Each of the entries should be retyped precisely as it appears.

(Beginning of Data extracts)

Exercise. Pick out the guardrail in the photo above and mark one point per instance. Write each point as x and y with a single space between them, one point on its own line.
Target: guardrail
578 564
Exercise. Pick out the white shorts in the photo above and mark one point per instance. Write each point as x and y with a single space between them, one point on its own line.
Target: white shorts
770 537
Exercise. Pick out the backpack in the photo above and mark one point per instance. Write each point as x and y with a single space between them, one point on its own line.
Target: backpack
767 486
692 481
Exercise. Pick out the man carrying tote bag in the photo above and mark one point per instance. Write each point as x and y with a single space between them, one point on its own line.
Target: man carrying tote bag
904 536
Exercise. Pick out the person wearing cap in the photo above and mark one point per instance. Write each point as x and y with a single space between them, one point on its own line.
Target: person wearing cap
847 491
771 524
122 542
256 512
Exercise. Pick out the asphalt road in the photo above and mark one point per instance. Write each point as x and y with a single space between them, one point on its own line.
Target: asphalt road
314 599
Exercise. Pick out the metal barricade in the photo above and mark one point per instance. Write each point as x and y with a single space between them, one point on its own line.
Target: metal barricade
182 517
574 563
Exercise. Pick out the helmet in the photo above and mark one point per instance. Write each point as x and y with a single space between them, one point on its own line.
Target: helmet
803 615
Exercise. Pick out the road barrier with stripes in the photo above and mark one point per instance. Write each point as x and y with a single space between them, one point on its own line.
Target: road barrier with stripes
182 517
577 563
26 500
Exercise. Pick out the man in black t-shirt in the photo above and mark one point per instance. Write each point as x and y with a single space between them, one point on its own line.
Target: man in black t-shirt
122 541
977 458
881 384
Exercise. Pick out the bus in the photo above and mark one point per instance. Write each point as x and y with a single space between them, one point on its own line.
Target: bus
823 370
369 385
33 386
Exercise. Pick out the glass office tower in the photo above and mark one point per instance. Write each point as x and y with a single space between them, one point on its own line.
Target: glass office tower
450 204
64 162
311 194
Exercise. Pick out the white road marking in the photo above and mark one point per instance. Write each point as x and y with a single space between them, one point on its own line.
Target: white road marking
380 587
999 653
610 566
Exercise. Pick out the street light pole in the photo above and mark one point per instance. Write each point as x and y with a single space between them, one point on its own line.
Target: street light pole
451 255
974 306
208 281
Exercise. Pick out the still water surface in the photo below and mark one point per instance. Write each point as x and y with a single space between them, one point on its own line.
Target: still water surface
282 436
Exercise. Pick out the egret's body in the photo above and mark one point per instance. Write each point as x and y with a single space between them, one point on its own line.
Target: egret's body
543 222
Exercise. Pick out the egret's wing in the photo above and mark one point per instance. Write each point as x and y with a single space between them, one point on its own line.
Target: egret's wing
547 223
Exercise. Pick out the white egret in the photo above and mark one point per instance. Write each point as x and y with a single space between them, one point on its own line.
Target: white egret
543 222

(End of Data extracts)

* **Output for this task**
Exercise. Pick out the guardrail in the photo above and mark one point per instance. Write each point as x and y with a single space between them, one point on its own line.
Target: guardrail
578 564
Exercise. Pick out the white shorts in the photo above and mark one point per instance. Write each point as x and y with a single space between them, one point on its own line.
Target: white shorts
770 537
Exercise. Pick out the backpack in the photo above and mark one point per instance. Write each point as x and y with a single space between them, one point on its own line.
Target: backpack
767 486
692 481
Exercise. Pick out the man carrying tote bag in the photo above and mark one point per instance. Write each point as x and y with a single space between them, one point on its own line.
Target: man carrying tote bag
904 536
Exercise. Pick out the person wearing cap in the photo above and mark one point per instance. Write each point as x and y with a single space between them, one point on its own line.
Target: person wearing cap
847 491
771 524
122 542
256 512
Exercise. Pick out the asphalt road in the photo above and mark one point per instance. Write each point as x and y with a single space between them, one point on its own line.
Target: asphalt road
314 599
Exercise. Pick out the metal barricade in the photo above and mark one point per instance. Write each point as x and y with a single space between them, one point on its own line.
Target: metal barricade
182 517
574 563
Exercise. Pick out the helmet in the photo above and mark one point per instance. Write each point as x and y with a single space between them, one point on its own line.
Target: helmet
803 615
Exercise. Pick out the road barrier with stripes in the photo above and mark one point per instance. Write each point as x and y with a single space between them, one point on its own line.
Target: road barrier with stripes
182 517
577 563
26 500
Exercise. Pick out the man in black t-shirt in the photo above and mark one point per instance. Write each point as x and y with a single space between them, one point on its own line.
Target: man in black t-shirt
122 541
977 458
881 384
Exercise. Pick out the bus in the photo above and mark one point per instance. Write each point as x and y with a single space between them, one point on its own line.
Target: bus
823 370
369 385
33 386
Exercise. Pick out the glass office tower in the photo above and mark one point per instance. Write each point as x and y with a single space between them, one point on its own line.
Target: glass office tower
450 204
64 162
311 194
Exercise. Pick out the white road marking in the photo above and mark one point per instance. Write each point as x and y with a single space between them, one point on its own line.
Target: white road marking
380 587
999 653
610 566
Exercise. Pick out the street light pole in the photo above and mark one point per instance. Write each point as x and y with a single space between them, one point on its own line.
Target: street light pole
451 255
974 306
208 281
Exercise. Pick out the still water surface in the photo below and mark one point per instance. Write each point as x and y with a single space between them, one point on its own line.
Target: still water surface
282 436
Exercise. Pick out the egret's body in the photo above and mark one point per instance. Write each point as x and y with a single space between them, one point on its own line.
Target: egret's body
543 222
Exercise. Pick out the egret's wing in the photo above and mark one point per instance. Write each point as x and y with a single space between them, one point on its own line.
Target: egret's wing
547 223
Exercise. Pick out the white egret in the photo above and mark one point per instance. Write each point as x and y with a single space between them, one point on its own line.
Target: white egret
543 222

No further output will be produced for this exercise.